- [PROBLEM TO SOLVE]:
Find each line of the entries with the string "petal", please, and copy it.

- [RECORDS PROVIDED]:

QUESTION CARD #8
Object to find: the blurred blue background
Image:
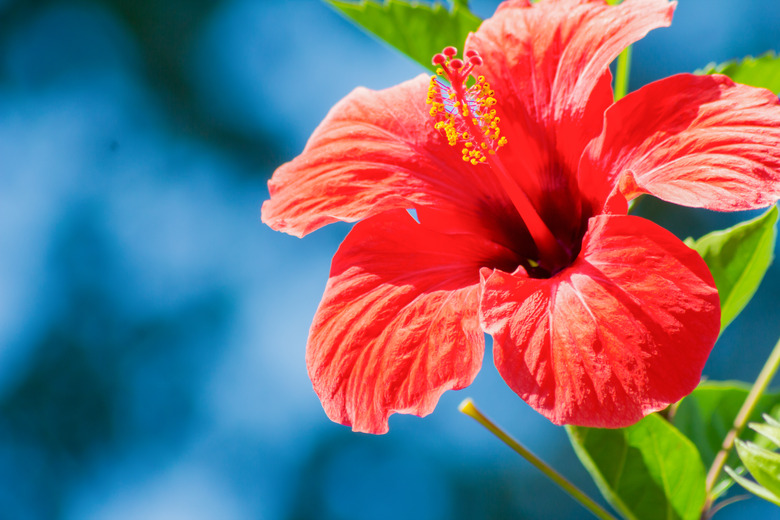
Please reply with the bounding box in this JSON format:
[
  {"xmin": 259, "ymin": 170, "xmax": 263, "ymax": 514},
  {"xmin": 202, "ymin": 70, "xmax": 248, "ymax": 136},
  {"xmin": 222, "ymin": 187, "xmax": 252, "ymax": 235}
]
[{"xmin": 0, "ymin": 0, "xmax": 778, "ymax": 518}]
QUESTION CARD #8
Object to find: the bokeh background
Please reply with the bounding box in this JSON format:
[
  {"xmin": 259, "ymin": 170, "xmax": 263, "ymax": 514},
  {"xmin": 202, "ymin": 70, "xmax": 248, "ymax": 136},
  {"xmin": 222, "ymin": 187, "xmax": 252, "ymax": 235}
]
[{"xmin": 0, "ymin": 0, "xmax": 779, "ymax": 518}]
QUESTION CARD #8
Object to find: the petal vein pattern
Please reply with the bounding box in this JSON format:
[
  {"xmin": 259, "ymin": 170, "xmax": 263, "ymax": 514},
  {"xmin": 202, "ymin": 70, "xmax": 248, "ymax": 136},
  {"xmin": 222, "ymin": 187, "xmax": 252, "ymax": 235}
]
[
  {"xmin": 480, "ymin": 215, "xmax": 720, "ymax": 427},
  {"xmin": 261, "ymin": 75, "xmax": 506, "ymax": 238},
  {"xmin": 468, "ymin": 0, "xmax": 675, "ymax": 185},
  {"xmin": 579, "ymin": 74, "xmax": 780, "ymax": 210},
  {"xmin": 307, "ymin": 210, "xmax": 510, "ymax": 433},
  {"xmin": 262, "ymin": 0, "xmax": 780, "ymax": 433}
]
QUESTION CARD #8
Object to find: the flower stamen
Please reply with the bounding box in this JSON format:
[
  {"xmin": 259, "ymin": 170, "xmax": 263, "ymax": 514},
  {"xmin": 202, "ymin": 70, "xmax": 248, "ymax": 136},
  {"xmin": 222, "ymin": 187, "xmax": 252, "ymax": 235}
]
[
  {"xmin": 426, "ymin": 47, "xmax": 570, "ymax": 273},
  {"xmin": 426, "ymin": 48, "xmax": 507, "ymax": 164}
]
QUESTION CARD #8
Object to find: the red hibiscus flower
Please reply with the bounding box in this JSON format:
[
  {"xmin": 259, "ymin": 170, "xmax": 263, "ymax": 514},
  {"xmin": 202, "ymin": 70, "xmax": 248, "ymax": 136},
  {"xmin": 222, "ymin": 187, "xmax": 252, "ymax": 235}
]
[{"xmin": 262, "ymin": 0, "xmax": 780, "ymax": 433}]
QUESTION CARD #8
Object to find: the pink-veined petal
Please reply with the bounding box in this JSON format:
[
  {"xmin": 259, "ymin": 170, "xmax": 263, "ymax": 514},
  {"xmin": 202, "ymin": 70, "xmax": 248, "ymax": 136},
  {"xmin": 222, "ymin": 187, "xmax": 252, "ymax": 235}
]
[
  {"xmin": 580, "ymin": 73, "xmax": 780, "ymax": 211},
  {"xmin": 261, "ymin": 75, "xmax": 509, "ymax": 238},
  {"xmin": 308, "ymin": 209, "xmax": 514, "ymax": 434},
  {"xmin": 480, "ymin": 214, "xmax": 720, "ymax": 427}
]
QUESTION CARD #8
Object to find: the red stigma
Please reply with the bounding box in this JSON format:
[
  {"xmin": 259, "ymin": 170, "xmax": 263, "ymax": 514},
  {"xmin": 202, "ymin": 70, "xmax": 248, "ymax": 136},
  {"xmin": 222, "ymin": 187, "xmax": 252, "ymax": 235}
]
[{"xmin": 429, "ymin": 47, "xmax": 485, "ymax": 89}]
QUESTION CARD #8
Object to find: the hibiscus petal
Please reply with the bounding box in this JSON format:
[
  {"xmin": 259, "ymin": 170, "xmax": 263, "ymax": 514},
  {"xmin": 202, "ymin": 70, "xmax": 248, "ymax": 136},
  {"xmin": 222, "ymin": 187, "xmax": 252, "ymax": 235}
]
[
  {"xmin": 308, "ymin": 209, "xmax": 513, "ymax": 433},
  {"xmin": 480, "ymin": 214, "xmax": 720, "ymax": 427},
  {"xmin": 469, "ymin": 0, "xmax": 674, "ymax": 190},
  {"xmin": 580, "ymin": 73, "xmax": 780, "ymax": 211},
  {"xmin": 261, "ymin": 75, "xmax": 508, "ymax": 237}
]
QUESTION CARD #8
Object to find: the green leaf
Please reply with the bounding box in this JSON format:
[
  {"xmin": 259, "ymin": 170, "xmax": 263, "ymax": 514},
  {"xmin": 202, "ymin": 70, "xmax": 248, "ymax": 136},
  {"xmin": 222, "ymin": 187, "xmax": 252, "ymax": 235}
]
[
  {"xmin": 726, "ymin": 415, "xmax": 780, "ymax": 506},
  {"xmin": 763, "ymin": 413, "xmax": 780, "ymax": 428},
  {"xmin": 750, "ymin": 419, "xmax": 780, "ymax": 448},
  {"xmin": 690, "ymin": 206, "xmax": 778, "ymax": 333},
  {"xmin": 697, "ymin": 51, "xmax": 780, "ymax": 94},
  {"xmin": 671, "ymin": 381, "xmax": 780, "ymax": 496},
  {"xmin": 735, "ymin": 439, "xmax": 780, "ymax": 497},
  {"xmin": 724, "ymin": 466, "xmax": 780, "ymax": 507},
  {"xmin": 567, "ymin": 414, "xmax": 706, "ymax": 520},
  {"xmin": 328, "ymin": 0, "xmax": 482, "ymax": 72}
]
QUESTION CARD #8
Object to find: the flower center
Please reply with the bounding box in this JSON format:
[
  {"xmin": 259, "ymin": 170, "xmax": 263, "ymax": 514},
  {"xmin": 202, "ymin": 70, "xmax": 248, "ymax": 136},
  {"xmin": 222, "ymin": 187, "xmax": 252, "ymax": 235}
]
[
  {"xmin": 426, "ymin": 47, "xmax": 507, "ymax": 165},
  {"xmin": 426, "ymin": 47, "xmax": 571, "ymax": 275}
]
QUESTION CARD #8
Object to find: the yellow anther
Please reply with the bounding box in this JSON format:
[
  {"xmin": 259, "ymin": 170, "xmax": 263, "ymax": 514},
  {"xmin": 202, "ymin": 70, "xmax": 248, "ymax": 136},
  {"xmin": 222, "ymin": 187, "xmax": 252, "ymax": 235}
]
[{"xmin": 426, "ymin": 54, "xmax": 506, "ymax": 166}]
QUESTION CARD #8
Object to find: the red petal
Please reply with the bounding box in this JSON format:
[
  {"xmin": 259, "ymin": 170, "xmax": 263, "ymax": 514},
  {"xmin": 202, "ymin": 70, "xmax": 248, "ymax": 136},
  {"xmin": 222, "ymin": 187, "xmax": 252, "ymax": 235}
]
[
  {"xmin": 580, "ymin": 73, "xmax": 780, "ymax": 211},
  {"xmin": 261, "ymin": 75, "xmax": 508, "ymax": 237},
  {"xmin": 480, "ymin": 214, "xmax": 720, "ymax": 427},
  {"xmin": 468, "ymin": 0, "xmax": 674, "ymax": 201},
  {"xmin": 308, "ymin": 210, "xmax": 511, "ymax": 433}
]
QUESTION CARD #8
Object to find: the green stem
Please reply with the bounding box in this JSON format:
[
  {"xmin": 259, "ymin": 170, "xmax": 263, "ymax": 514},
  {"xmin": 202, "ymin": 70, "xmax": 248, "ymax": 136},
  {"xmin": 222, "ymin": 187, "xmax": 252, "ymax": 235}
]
[
  {"xmin": 459, "ymin": 399, "xmax": 617, "ymax": 520},
  {"xmin": 613, "ymin": 45, "xmax": 632, "ymax": 101},
  {"xmin": 703, "ymin": 336, "xmax": 780, "ymax": 511}
]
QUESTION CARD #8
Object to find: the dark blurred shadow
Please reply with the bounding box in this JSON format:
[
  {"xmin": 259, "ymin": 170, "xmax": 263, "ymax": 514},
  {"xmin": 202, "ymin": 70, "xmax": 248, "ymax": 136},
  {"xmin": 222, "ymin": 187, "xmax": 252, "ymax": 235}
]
[
  {"xmin": 0, "ymin": 0, "xmax": 288, "ymax": 176},
  {"xmin": 0, "ymin": 206, "xmax": 232, "ymax": 519}
]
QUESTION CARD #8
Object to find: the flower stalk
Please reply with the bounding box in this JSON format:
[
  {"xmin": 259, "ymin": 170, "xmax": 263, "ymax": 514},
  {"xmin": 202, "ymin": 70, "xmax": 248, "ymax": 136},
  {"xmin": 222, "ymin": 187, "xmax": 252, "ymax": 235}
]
[
  {"xmin": 703, "ymin": 336, "xmax": 780, "ymax": 511},
  {"xmin": 459, "ymin": 399, "xmax": 618, "ymax": 520}
]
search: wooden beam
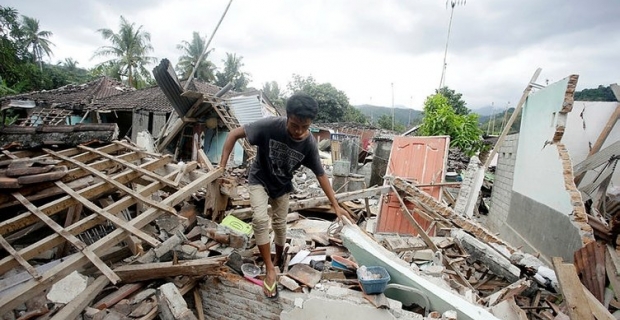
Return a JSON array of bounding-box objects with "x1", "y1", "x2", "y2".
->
[
  {"x1": 49, "y1": 275, "x2": 110, "y2": 320},
  {"x1": 11, "y1": 192, "x2": 121, "y2": 284},
  {"x1": 390, "y1": 185, "x2": 438, "y2": 252},
  {"x1": 93, "y1": 283, "x2": 144, "y2": 310},
  {"x1": 0, "y1": 156, "x2": 171, "y2": 236},
  {"x1": 55, "y1": 181, "x2": 161, "y2": 248},
  {"x1": 552, "y1": 257, "x2": 594, "y2": 320},
  {"x1": 0, "y1": 234, "x2": 39, "y2": 280},
  {"x1": 78, "y1": 145, "x2": 178, "y2": 188},
  {"x1": 193, "y1": 287, "x2": 205, "y2": 320},
  {"x1": 0, "y1": 167, "x2": 224, "y2": 314},
  {"x1": 44, "y1": 148, "x2": 179, "y2": 217},
  {"x1": 583, "y1": 284, "x2": 615, "y2": 320},
  {"x1": 197, "y1": 149, "x2": 214, "y2": 171},
  {"x1": 113, "y1": 256, "x2": 225, "y2": 282},
  {"x1": 484, "y1": 68, "x2": 542, "y2": 168},
  {"x1": 575, "y1": 104, "x2": 620, "y2": 186},
  {"x1": 0, "y1": 165, "x2": 193, "y2": 275}
]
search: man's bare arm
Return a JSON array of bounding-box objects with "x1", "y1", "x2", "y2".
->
[{"x1": 219, "y1": 127, "x2": 246, "y2": 167}]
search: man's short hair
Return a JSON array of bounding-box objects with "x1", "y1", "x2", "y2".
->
[{"x1": 286, "y1": 93, "x2": 318, "y2": 120}]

- [ANSWER TO THE EXERCISE]:
Object to find: the petal vein pattern
Object to find: the pink-veined petal
Object to find: the hibiscus petal
Object to find: the red petal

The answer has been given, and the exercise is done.